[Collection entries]
# # #
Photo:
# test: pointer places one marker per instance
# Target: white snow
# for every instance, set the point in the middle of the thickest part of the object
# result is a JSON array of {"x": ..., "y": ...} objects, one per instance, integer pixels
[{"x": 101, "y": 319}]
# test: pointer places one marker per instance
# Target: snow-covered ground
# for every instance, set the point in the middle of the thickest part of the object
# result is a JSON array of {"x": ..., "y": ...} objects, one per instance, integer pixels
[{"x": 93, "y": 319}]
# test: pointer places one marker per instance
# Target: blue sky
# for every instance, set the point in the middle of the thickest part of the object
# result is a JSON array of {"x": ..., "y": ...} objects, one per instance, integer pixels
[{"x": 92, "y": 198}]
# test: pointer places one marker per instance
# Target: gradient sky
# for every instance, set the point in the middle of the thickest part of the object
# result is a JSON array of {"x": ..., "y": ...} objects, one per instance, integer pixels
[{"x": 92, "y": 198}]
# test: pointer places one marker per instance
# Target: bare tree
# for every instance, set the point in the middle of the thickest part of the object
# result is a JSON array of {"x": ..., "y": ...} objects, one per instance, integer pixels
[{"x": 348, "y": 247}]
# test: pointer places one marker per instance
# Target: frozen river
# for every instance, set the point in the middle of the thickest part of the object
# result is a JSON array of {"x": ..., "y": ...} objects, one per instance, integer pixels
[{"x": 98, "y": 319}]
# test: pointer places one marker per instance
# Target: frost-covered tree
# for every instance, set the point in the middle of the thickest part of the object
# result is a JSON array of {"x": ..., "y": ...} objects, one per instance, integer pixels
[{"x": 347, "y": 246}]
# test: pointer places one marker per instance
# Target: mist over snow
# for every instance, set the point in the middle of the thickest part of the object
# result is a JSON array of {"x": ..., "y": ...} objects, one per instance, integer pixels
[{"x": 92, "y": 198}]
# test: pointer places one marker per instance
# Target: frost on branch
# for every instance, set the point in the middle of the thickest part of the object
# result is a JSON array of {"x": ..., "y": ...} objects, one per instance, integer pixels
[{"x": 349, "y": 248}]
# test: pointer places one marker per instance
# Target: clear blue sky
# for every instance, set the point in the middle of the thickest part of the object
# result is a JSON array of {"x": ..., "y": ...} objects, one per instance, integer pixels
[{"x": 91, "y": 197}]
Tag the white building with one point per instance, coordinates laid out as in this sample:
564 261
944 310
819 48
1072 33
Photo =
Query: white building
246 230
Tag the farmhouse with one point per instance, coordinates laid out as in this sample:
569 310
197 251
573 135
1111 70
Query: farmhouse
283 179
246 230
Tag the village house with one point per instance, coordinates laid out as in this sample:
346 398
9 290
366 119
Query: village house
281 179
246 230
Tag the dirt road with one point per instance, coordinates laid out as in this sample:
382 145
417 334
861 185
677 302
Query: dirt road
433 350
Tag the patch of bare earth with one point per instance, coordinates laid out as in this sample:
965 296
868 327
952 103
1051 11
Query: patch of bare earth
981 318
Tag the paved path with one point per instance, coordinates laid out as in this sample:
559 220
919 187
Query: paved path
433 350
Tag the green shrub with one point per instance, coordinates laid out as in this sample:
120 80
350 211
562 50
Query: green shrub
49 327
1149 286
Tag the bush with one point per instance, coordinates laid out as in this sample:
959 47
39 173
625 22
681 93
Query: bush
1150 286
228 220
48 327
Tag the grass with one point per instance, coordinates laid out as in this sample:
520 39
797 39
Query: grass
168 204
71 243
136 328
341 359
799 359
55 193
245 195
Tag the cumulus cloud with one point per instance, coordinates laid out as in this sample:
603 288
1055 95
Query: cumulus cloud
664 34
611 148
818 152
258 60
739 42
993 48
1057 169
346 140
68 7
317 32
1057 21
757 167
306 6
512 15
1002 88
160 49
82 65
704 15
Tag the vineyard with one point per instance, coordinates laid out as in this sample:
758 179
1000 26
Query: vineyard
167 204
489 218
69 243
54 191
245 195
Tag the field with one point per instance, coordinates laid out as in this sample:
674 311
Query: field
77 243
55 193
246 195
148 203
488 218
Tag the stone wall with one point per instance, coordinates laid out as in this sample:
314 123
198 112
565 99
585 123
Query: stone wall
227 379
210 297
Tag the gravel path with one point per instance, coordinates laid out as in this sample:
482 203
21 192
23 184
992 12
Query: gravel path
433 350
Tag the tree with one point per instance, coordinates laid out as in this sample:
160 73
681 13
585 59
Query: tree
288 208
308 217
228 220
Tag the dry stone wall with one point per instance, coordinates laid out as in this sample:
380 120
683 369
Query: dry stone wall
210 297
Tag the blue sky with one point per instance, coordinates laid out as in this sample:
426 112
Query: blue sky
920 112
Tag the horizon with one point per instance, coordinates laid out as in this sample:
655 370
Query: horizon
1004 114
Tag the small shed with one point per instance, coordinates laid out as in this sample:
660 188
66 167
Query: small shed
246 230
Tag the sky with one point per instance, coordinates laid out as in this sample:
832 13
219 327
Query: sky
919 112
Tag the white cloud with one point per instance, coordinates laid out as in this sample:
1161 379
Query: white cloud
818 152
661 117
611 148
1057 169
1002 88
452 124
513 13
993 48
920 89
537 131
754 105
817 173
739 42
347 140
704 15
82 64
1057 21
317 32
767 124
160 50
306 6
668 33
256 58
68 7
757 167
# # #
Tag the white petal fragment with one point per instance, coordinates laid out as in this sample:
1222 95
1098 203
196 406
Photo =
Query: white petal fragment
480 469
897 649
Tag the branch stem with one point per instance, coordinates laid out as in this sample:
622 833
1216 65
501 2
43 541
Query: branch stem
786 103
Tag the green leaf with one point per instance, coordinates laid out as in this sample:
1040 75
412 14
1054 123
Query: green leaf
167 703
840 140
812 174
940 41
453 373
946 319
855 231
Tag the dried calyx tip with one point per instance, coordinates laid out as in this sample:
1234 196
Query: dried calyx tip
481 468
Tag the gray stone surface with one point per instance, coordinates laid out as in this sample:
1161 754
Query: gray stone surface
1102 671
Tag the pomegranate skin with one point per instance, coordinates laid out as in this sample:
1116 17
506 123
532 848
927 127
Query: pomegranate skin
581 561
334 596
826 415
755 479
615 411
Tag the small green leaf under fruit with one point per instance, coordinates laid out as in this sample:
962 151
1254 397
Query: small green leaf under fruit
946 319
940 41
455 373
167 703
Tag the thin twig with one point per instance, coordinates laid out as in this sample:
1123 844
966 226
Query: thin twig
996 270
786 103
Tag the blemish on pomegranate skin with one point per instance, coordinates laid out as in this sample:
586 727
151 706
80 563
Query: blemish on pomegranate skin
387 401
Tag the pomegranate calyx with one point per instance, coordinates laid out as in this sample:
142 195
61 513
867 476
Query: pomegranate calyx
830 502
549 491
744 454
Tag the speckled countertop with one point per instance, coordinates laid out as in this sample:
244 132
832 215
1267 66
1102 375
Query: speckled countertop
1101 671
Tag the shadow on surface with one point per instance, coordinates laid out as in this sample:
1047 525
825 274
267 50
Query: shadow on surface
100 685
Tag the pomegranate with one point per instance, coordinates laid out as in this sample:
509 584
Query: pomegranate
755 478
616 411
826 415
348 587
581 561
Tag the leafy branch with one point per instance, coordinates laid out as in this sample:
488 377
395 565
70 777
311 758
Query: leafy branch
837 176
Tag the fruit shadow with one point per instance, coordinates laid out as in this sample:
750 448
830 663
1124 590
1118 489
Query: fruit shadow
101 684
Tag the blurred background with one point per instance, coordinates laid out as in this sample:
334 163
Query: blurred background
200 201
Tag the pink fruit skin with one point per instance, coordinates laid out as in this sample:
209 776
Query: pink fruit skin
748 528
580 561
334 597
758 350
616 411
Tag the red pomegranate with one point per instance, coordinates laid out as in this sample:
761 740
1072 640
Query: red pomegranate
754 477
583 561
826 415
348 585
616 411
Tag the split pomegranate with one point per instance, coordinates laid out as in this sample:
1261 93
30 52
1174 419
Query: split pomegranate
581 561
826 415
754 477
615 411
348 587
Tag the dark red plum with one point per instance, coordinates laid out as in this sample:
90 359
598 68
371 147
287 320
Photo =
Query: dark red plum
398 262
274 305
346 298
# # #
Assignment: Give solely the number of lines in the data that contain the string "Target".

Exercise result: 10